__Provided entries__

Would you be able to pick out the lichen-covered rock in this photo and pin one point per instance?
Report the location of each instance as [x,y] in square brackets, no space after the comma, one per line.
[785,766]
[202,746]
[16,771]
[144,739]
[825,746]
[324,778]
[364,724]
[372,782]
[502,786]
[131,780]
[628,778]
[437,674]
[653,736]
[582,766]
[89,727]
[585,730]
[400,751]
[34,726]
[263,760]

__Task details__
Add 139 to each number in the bracketed coordinate pairs above, and write out all the lines again, including the first two lines unchanged.

__The completed task__
Would you be able to pick out the lichen-covered rock in this photo and pin one point per instance?
Report the location of each instance as [x,y] in square brackets, no space after the comma, one per line.
[924,905]
[341,885]
[155,910]
[283,878]
[964,885]
[463,917]
[503,863]
[511,921]
[641,925]
[270,919]
[767,917]
[576,813]
[792,875]
[721,905]
[228,866]
[724,869]
[539,890]
[173,865]
[402,899]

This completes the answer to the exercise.